* Page excerpt:
When January 6th protesters trespassed in the Capitol, the federal government responded by spending the next three years hunting them down one by one and tossing them in prison.
So when the left objects to how these pro-Hamas protesters are being treated, it's not because these protesters are being handled harshly.
No, they're being handled with kid gloves, especially compared to what protesters and demonstrators on the right experience.
So that's not their problem.
Their problem is that the left believes that their protesters, the ones on their side, should be given free reign to do whatever they want.
And if they are stopped from doing anything at all, then they are automatically oppressed.
This is the sense of entitlement obviously shared by the protesters themselves, which is what led to this unintentionally hilarious moment at Columbia University yesterday afternoon, a few hours before the police raid.
An unofficial spokeswoman for the demonstrators gave a press conference where she made a number of demands.
Now, according to reporting from Noah Pollack, a contributor to the Free Beacon, this woman's name is Johanna King Slutsky, and according to her bio, Johanna is working on a dissertation on, quote, Fantasies of Limitless Energy in the Transatlantic Romantic Imagination from 1760 to 1860.
And her goal, she explains, is to quote, "Write a prehistory of metabolic rift,
Marxist term for the disruption of energy circuits caused by industrialization under capitalism."
Now, it's a shame to think that the world will never get to read this full dissertation,
now that Johanna is probably going to be expelled.
We'll have to continue on somehow without the vital information that she was going to provide us about the fantasies of limitless energy or whatever.
But in any case, now that you know what sort of person we're talking about, you will not be surprised by the demands that she made during this press conference.
Listen.
Protestors have voiced their intention to remain at Hint Hall until Columbia concedes to Quad's three demands, which are divestment, financial transparency, and amnesty.
Resistance is justified in the movement for liberation.
Liberators acting in solidarity with Palestine continue to hold themselves to a higher standard than Colombia.
I cannot stress this enough.
A higher standard than Colombia.
This university has repeatedly endangered its students by instituting a police state with military-style checkpoints Repressing and isolating students on campus, calling armed riot cops for the largest mass arrests on campus since 1968, and weaponizing food insecurity and houselessness in order to escalate and use as leverage in negotiations.
Colombia has forced protesters to escalate by contributing to a genocide while refusing to follow the baseline standards of conduct that make negotiations possible.
Okay, so those are the demands.
They say that they're willing to negotiate, they will enter into negotiations, but only if Columbia University follows the rules that the burglars and trespassers have set out.
Now, of course, the problem for the group is that they have absolutely no leverage whatsoever.
They can simply be removed from the building and arrested at any time.
They have no leverage, they have no power.
Nothing but the privilege they've been granted to cosplay as revolutionaries.
It can be revoked at any moment.
And it was, shortly after these demands were made.
But the most striking and hilarious part of this bizarre press conference was when she made a plea for, and I quote, humanitarian aid.
Why should the university be obligated to provide food to people who've taken over a building?
Well, first of all, we're saying that they're obligated to provide food to students who pay for a meal plan here.

* Stored data:
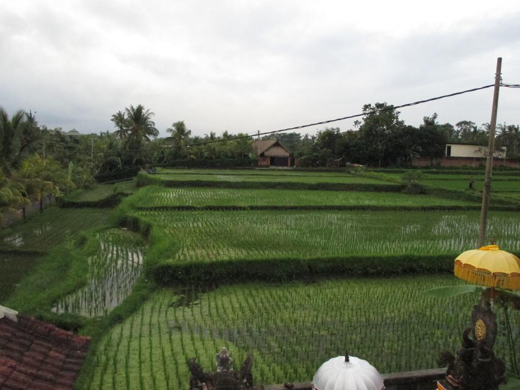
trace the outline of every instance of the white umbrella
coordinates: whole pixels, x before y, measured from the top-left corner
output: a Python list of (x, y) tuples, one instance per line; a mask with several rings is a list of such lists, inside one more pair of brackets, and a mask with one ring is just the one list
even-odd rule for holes
[(383, 390), (381, 374), (366, 360), (338, 356), (325, 362), (313, 378), (313, 390)]

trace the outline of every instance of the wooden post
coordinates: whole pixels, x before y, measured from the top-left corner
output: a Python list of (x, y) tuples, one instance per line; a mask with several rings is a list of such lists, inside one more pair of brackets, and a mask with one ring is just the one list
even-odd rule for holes
[(486, 243), (486, 227), (487, 213), (489, 209), (489, 193), (491, 191), (491, 176), (493, 171), (493, 153), (495, 152), (495, 130), (497, 126), (497, 112), (498, 111), (498, 93), (500, 89), (500, 74), (502, 70), (502, 57), (497, 59), (497, 72), (495, 75), (495, 93), (493, 94), (493, 106), (489, 123), (489, 142), (488, 155), (486, 160), (486, 180), (482, 194), (482, 209), (480, 212), (480, 224), (478, 228), (478, 246), (483, 246)]

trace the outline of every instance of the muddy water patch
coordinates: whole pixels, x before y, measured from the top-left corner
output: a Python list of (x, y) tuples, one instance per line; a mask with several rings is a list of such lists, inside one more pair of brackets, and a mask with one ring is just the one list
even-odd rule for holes
[(103, 316), (129, 295), (142, 269), (142, 241), (117, 230), (101, 234), (98, 239), (97, 253), (87, 259), (87, 285), (59, 301), (53, 308), (55, 313)]

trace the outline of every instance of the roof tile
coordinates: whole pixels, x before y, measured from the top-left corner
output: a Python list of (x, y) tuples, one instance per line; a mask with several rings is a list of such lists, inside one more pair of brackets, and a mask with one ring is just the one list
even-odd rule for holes
[(0, 389), (70, 390), (90, 339), (32, 317), (0, 318)]

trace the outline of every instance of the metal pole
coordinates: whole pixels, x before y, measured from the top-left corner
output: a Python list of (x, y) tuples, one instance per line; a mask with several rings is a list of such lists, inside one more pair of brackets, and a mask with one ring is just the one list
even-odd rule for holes
[(497, 72), (495, 75), (495, 92), (493, 94), (493, 107), (489, 123), (489, 142), (488, 145), (487, 159), (486, 161), (486, 180), (482, 194), (482, 209), (480, 212), (480, 225), (478, 229), (479, 247), (486, 242), (486, 225), (487, 213), (489, 209), (489, 192), (491, 190), (491, 175), (493, 171), (493, 153), (495, 152), (495, 130), (497, 127), (497, 112), (498, 110), (498, 93), (500, 89), (500, 74), (502, 70), (502, 57), (497, 59)]

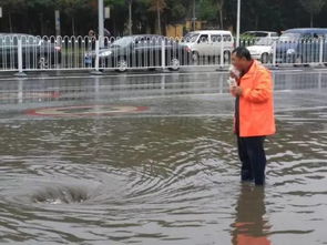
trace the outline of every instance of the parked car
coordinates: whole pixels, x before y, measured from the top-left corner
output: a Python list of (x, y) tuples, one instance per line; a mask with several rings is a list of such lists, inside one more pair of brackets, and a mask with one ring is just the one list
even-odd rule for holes
[[(126, 35), (100, 49), (99, 65), (101, 69), (114, 68), (124, 72), (129, 68), (155, 69), (162, 67), (162, 48), (164, 43), (165, 65), (170, 70), (178, 70), (191, 60), (187, 47), (163, 35), (139, 34)], [(96, 52), (85, 53), (85, 64), (94, 67)]]
[(24, 69), (47, 69), (61, 63), (61, 47), (40, 37), (0, 33), (0, 69), (18, 68), (18, 40), (22, 43)]
[(253, 59), (259, 60), (262, 63), (273, 61), (273, 44), (274, 39), (264, 38), (255, 42), (254, 45), (247, 47)]
[(302, 28), (285, 31), (276, 44), (276, 62), (308, 64), (319, 61), (323, 41), (323, 61), (327, 62), (327, 29)]
[(203, 57), (218, 58), (223, 53), (224, 60), (229, 61), (235, 47), (231, 31), (202, 30), (187, 33), (183, 43), (192, 51), (193, 61)]

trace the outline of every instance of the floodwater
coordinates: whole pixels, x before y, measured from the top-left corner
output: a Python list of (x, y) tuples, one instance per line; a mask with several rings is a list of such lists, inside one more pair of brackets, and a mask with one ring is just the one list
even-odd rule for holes
[(267, 185), (226, 74), (0, 81), (0, 243), (327, 244), (327, 72), (275, 71)]

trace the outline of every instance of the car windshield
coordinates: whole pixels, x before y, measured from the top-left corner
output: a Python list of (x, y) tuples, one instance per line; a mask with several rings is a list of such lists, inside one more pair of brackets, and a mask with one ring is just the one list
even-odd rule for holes
[(255, 42), (256, 45), (273, 45), (274, 40), (273, 39), (259, 39)]
[(184, 37), (184, 42), (195, 42), (198, 37), (198, 33), (187, 33)]
[(300, 33), (288, 32), (288, 33), (282, 34), (279, 40), (285, 42), (285, 41), (295, 41), (299, 38), (300, 38)]
[(115, 40), (111, 47), (127, 47), (133, 42), (134, 38), (133, 37), (124, 37), (121, 39)]

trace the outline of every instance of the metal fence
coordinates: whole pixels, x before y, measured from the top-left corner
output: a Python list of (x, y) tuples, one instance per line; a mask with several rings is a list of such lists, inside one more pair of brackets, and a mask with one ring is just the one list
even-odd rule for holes
[[(243, 39), (253, 58), (267, 65), (325, 65), (327, 40)], [(224, 68), (234, 40), (183, 40), (159, 35), (94, 37), (0, 35), (0, 71)]]

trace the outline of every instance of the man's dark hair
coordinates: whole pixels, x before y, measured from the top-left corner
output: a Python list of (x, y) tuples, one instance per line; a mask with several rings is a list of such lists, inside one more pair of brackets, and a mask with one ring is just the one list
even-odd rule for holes
[(245, 47), (237, 47), (232, 53), (235, 53), (237, 58), (245, 58), (248, 61), (252, 60), (251, 53)]

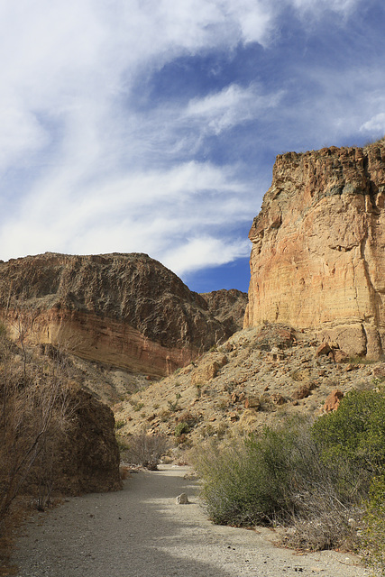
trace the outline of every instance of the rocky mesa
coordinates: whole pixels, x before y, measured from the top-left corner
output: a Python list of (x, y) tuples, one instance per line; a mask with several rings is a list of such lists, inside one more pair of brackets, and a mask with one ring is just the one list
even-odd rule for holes
[(152, 376), (172, 372), (236, 330), (234, 316), (239, 324), (247, 296), (230, 296), (243, 304), (236, 311), (233, 302), (225, 316), (223, 298), (209, 302), (142, 253), (46, 252), (0, 262), (0, 312), (14, 339), (62, 343), (84, 359)]
[(250, 231), (244, 326), (314, 329), (350, 355), (385, 347), (385, 140), (277, 157)]

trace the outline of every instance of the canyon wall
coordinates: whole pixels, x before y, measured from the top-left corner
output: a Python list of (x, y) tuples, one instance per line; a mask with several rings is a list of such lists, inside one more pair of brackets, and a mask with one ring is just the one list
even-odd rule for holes
[(16, 341), (154, 376), (231, 334), (205, 298), (140, 253), (0, 262), (0, 313)]
[(384, 197), (384, 140), (278, 156), (249, 234), (244, 326), (282, 322), (351, 355), (382, 355)]

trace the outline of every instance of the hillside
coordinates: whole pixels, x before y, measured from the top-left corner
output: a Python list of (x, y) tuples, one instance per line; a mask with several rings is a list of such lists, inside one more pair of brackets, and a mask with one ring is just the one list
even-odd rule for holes
[(242, 323), (246, 295), (232, 293), (220, 319), (218, 298), (207, 298), (146, 254), (46, 252), (0, 262), (0, 313), (15, 340), (152, 376), (184, 366)]
[(384, 362), (352, 360), (333, 348), (336, 343), (331, 345), (311, 332), (283, 325), (243, 329), (115, 404), (119, 436), (127, 440), (145, 428), (151, 435), (170, 435), (184, 449), (213, 435), (258, 430), (290, 415), (320, 415), (335, 408), (342, 394), (371, 389), (385, 377)]

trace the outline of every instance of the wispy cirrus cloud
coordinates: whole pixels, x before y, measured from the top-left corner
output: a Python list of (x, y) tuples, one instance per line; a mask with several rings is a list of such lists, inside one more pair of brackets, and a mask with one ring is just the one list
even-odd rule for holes
[(275, 153), (380, 130), (382, 62), (357, 30), (383, 41), (362, 6), (3, 2), (0, 258), (143, 251), (188, 272), (244, 257)]

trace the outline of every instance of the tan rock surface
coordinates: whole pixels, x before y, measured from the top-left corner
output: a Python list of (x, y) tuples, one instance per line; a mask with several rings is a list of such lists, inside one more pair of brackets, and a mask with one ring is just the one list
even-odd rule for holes
[(351, 355), (385, 346), (385, 142), (277, 157), (250, 231), (244, 326), (313, 328)]
[[(289, 334), (291, 339), (282, 341)], [(270, 348), (280, 343), (285, 348), (272, 360)], [(151, 435), (170, 435), (178, 456), (207, 437), (226, 439), (298, 415), (317, 417), (329, 410), (326, 399), (337, 387), (345, 394), (372, 389), (385, 378), (384, 362), (335, 362), (317, 356), (319, 344), (310, 331), (273, 324), (239, 331), (219, 347), (227, 362), (215, 376), (207, 367), (224, 356), (221, 350), (116, 403), (113, 410), (123, 424), (118, 435), (124, 441), (144, 426)], [(180, 422), (188, 424), (188, 432), (177, 438)]]
[(64, 343), (84, 359), (155, 376), (232, 334), (205, 298), (145, 254), (0, 262), (0, 308), (15, 339), (24, 332), (28, 342)]

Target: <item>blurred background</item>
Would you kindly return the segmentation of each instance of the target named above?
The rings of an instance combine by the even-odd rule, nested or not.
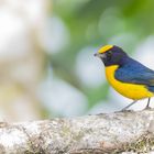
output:
[[[1,0],[0,119],[95,114],[130,103],[108,85],[94,53],[116,44],[154,69],[153,14],[153,0]]]

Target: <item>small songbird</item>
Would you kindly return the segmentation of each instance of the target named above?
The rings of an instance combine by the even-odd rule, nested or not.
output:
[[[116,45],[102,46],[95,56],[103,62],[109,84],[119,94],[133,100],[122,110],[144,98],[148,99],[148,108],[151,97],[154,97],[154,70],[131,58]]]

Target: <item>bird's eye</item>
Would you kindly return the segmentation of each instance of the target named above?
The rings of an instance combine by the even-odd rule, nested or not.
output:
[[[112,56],[112,52],[111,51],[107,52],[107,58],[108,58],[108,61],[111,59],[111,56]]]

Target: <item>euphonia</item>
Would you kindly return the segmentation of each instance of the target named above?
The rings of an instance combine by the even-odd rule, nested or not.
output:
[[[148,108],[151,97],[154,97],[154,70],[131,58],[116,45],[102,46],[95,56],[103,62],[109,84],[119,94],[133,100],[122,110],[144,98],[147,98]]]

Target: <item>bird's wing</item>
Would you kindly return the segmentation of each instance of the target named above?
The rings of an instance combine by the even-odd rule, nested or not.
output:
[[[154,72],[147,67],[123,67],[114,75],[122,82],[154,86]]]

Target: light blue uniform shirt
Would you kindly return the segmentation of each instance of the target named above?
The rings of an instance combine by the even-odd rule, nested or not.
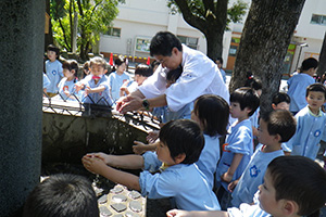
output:
[[[46,62],[46,72],[51,85],[47,88],[47,92],[57,93],[58,92],[58,84],[63,77],[62,73],[62,64],[55,60],[54,62],[47,61]]]
[[[103,86],[105,89],[102,92],[93,92],[89,93],[84,99],[84,103],[96,103],[101,105],[112,105],[112,100],[109,92],[109,80],[106,76],[102,76],[98,84],[95,84],[95,80],[91,78],[92,75],[86,76],[80,82],[85,84],[85,87],[89,88],[98,88]],[[91,99],[91,100],[90,100]]]
[[[230,167],[235,154],[243,154],[243,156],[231,181],[240,178],[253,154],[252,127],[250,119],[244,119],[239,124],[235,123],[230,127],[229,135],[226,136],[225,142],[225,149],[223,150],[222,157],[217,165],[216,186],[218,187],[222,184],[227,190],[228,183],[224,181],[221,182],[221,176]]]
[[[117,75],[116,72],[113,72],[109,75],[110,94],[113,102],[120,99],[120,88],[125,81],[133,81],[126,73]]]
[[[239,207],[241,203],[252,203],[258,187],[264,182],[264,175],[268,164],[277,156],[283,156],[283,150],[275,152],[262,152],[262,144],[259,144],[246,167],[237,187],[233,192],[231,205]]]
[[[177,112],[173,112],[167,105],[162,107],[154,107],[152,115],[156,116],[162,123],[167,123],[174,119],[190,119],[191,111],[193,110],[193,102],[186,104]]]
[[[305,90],[314,82],[315,79],[304,73],[297,74],[288,80],[288,95],[291,98],[290,112],[299,112],[308,104]]]
[[[204,135],[205,145],[201,151],[200,157],[196,163],[198,168],[206,176],[206,180],[213,189],[214,174],[220,159],[220,140],[218,137]]]
[[[315,159],[321,148],[319,141],[326,139],[326,115],[319,111],[318,116],[312,114],[309,106],[303,107],[294,116],[297,130],[294,136],[285,143],[291,155],[306,156]]]
[[[218,201],[208,184],[205,176],[196,164],[177,164],[152,175],[162,163],[153,152],[143,155],[145,171],[140,173],[141,194],[149,199],[173,196],[177,208],[185,210],[220,210]]]

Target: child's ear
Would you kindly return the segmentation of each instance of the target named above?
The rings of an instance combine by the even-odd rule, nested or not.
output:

* The task:
From the commentary on the Columbia protest above, set down everything from "Liberators acting in" down to "leverage in negotiations.", word for word.

* Result below:
Liberators acting in solidarity with Palestine continue to hold themselves to a higher standard than Colombia.
I cannot stress this enough.
A higher standard than Colombia.
This university has repeatedly endangered its students by instituting a police state with military-style checkpoints Repressing and isolating students on campus, calling armed riot cops for the largest mass arrests on campus since 1968, and weaponizing food insecurity and houselessness in order to escalate and use as leverage in negotiations.